> OPDRACHT: Schrijf de regels hieronder letterlijk over. Laat de afbeeldingen weg.
═══ BRONGEGEVENS
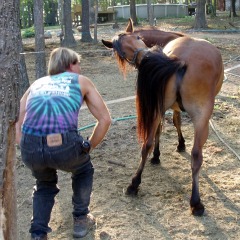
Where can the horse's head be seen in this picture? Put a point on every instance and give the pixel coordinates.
(128, 48)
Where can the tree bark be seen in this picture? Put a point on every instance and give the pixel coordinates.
(68, 40)
(86, 35)
(40, 58)
(200, 20)
(10, 77)
(133, 12)
(150, 12)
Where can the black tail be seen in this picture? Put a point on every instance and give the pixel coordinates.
(154, 73)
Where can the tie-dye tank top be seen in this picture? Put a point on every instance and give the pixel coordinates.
(53, 105)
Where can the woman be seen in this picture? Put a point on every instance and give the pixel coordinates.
(47, 132)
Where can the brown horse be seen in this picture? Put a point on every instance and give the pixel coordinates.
(185, 76)
(152, 36)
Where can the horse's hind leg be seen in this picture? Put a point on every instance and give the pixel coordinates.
(177, 124)
(156, 152)
(200, 137)
(146, 147)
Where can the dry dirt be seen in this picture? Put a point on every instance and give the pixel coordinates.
(161, 209)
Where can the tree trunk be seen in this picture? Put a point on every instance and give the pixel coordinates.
(200, 20)
(86, 35)
(10, 76)
(233, 9)
(150, 12)
(133, 12)
(95, 21)
(40, 59)
(68, 40)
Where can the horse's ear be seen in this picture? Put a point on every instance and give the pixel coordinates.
(107, 44)
(129, 27)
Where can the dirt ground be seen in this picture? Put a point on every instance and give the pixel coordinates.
(161, 209)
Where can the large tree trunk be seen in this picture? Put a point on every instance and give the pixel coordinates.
(133, 12)
(150, 12)
(200, 20)
(40, 59)
(86, 35)
(68, 40)
(10, 76)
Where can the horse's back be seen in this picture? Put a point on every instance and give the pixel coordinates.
(205, 72)
(204, 61)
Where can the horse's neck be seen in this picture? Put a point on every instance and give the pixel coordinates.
(158, 37)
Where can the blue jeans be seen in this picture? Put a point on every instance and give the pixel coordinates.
(44, 162)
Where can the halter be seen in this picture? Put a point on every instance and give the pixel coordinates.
(117, 47)
(133, 61)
══════
> RESULTAAT:
Where can the horse's head be seen in this picture? Put a point on every instance and give the pixel coordinates.
(128, 48)
Where can the tree bark be seen in this picture? Put a point on every instance and give the pixel coordinates.
(68, 40)
(86, 35)
(40, 58)
(200, 20)
(10, 77)
(133, 12)
(150, 12)
Where can the black tail be seen in this picture? Put a point on every instance and give the pixel coordinates.
(154, 73)
Where can the tie-dye tank top be seen in this picture? Put a point on every instance and give the pixel coordinates.
(53, 105)
Where can the woman be seen in this picture? Put a point on every instance and give the pixel coordinates.
(47, 132)
Where can the brown horse be seen in this picture? Put a point on every instance and give the pixel coordinates.
(185, 76)
(152, 36)
Where can the horse's hind leg be seen in this picture? Put a point on every instance and give the pixel coordinates.
(177, 124)
(156, 152)
(200, 137)
(146, 147)
Where can the dry dirt be seen in this picture? Put a point on every instance and give the pixel coordinates.
(161, 209)
Where can the tree trunk be seen in this picture? Put a point on every instance and give the pixel coordinates.
(200, 20)
(86, 35)
(10, 76)
(233, 9)
(150, 12)
(133, 12)
(95, 21)
(40, 59)
(68, 40)
Where can the horse's ear be seen in this picture? Put a point on every instance and give the pixel coordinates.
(107, 44)
(129, 27)
Where can the dirt ground be seen in this picture? Put a point on every instance and give the pixel coordinates.
(161, 209)
Where can the large tree trunk be seen in this picture? Put a point on every instance and give the pixel coordinates.
(133, 12)
(150, 12)
(200, 20)
(40, 59)
(86, 35)
(68, 40)
(10, 76)
Where can the horse's back be seen in this picture? Put a point on every instance and give the pixel coordinates.
(205, 72)
(204, 61)
Where can the horse's neck be seen in this picture? Put a point on every instance and give the pixel coordinates.
(158, 37)
Where can the blue jeans be seen in this picture? Put a point on every instance and give the pixel coordinates.
(44, 162)
Where can the halter be seen in this picture? Put a point on every instance and give the pixel coordinates.
(117, 47)
(133, 61)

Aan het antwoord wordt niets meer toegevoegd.